By deleting the immunogenic alpha-1,3-galactosyltransferase (GGTA1) gene in cloned miniature swine, researchers in the US and Korea appear to have moved closer to making animal-to-human organ transplantation a reality.
“This [homozygous] alteration in the gene structure will likely be enough to inhibit the initial immune response, what is called hyperacute rejection, when pig organs are transplanted into humans,” Dr. Randall S. Prather, of the University of Missouri at Columbia, told Reuters Health. “It’s likely there are other molecules that will have to be altered after that [to maintain long-term survival.]”
Dr. Prather and associates obtained donor cells from fetal pigs. A gene trap targeting vector was used to replace one allele of the GGTA1 locus. The investigators performed nuclear transfer from cloned donor cells into matured oocytes, which were then grown in surrogate mothers.
Seven nuclear transfer-derived piglets were delivered by cesarean section, the investigators report online in the journal Science at the Science Express web site. Two died immediately from respiratory distress syndrome, and a third at day 17 from a cardiac defect.
Among the four surviving piglets, mild deformities appeared–flexure tendon deformities, an ocular defect, small ear flaps, and cleft palate. “We think that most of the abnormalities are the result of the nuclear transfer and that they won’t be passed on to future generations,” Dr. Prather told Reuters Health.
The next challenge the researchers hope to address, according to Dr. Julia L. Greenstein, “is to get the full knockout, because right now we just have one of the two alleles inactivated. We’ll do this either by breeding or by further genetic modification.”

DATA EXCERPTS:
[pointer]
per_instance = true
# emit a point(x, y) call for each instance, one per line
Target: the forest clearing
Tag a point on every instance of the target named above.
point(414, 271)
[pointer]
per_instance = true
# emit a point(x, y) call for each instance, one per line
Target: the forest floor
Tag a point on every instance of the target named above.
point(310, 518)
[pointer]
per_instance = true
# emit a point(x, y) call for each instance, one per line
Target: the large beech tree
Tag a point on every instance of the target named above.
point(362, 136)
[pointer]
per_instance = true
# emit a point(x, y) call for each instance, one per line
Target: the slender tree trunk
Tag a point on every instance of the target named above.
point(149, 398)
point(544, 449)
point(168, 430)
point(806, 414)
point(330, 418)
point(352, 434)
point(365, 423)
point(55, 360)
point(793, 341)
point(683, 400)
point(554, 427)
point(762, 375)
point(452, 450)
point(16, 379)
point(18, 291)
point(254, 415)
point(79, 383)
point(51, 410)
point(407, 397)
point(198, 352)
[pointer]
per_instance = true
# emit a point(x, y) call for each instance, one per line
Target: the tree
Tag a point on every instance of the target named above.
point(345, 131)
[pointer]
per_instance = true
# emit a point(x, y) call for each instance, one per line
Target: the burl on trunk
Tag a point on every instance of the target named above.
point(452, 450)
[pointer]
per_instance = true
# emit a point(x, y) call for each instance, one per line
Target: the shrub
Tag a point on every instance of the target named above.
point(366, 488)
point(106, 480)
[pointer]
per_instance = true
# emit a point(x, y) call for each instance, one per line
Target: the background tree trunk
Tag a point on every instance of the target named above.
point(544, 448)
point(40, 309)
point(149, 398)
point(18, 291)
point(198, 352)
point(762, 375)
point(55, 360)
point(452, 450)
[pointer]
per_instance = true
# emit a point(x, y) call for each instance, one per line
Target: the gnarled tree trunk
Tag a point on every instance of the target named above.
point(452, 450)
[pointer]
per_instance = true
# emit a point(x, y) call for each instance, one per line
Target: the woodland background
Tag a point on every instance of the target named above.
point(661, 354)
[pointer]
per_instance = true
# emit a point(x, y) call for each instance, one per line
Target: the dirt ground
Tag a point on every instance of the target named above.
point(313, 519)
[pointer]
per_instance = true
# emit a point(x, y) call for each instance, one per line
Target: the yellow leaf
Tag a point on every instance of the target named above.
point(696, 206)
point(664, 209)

ACTIONS TO TAKE:
1. Answer these about the article on gene-edited pigs for organ transplants:
(a) How many piglets were delivered by cesarean section?
(b) What caused the death of the piglet that died at day 17?
(c) What two ways does Dr. Julia L. Greenstein name for getting the full knockout?
2. Turn the paragraph of the article on gene-edited pigs for organ transplants that begins "Dr. Prather and associates obtained donor cells" into a short list of steps.
3. Resume the article on gene-edited pigs for organ transplants after its final sentence.
The items above are separate material from the article on gene-edited pigs for organ transplants.

RESPONSES TO THE TASKS:
1.
(a) Seven.
(b) A cardiac defect.
(c) Breeding or further genetic modification.

2.
- Donor cells were taken from fetal pigs.
- A gene trap targeting vector replaced one allele of the GGTA1 locus.
- Nuclei from the cloned donor cells were transferred into matured oocytes.
- The oocytes were grown in surrogate mothers.

3.
Dr. Greenstein is President and CEO of Immerge BioTherapeutics Inc., in Charlestown, Massachusetts, which is working in collaboration with the University of Missouri at Columbia. In an interview with Reuters Health, she said that once homozygous knockouts have been generated, “then we will use those animals as donors for preclinical models, which mostly involve transplantation into primates.”
“At that point we’ll address what change we’ve made to the biology of rejection,” she added. She noted that the miniature pig is a good candidate for xenotransplantation into humans because their organ size is appropriate for human recipients, and this particular line of pigs does not transmit porcine endogenous retrovirus to human cells in culture.
“We’re hopeful that by putting this together with our tolerance-inducing technology, we’ll get long-term survival of pig organs in nonhuman primates, which will then lead to early clinical trials,” Dr. Greenstein continued. She hopes that this will take no more than a few years.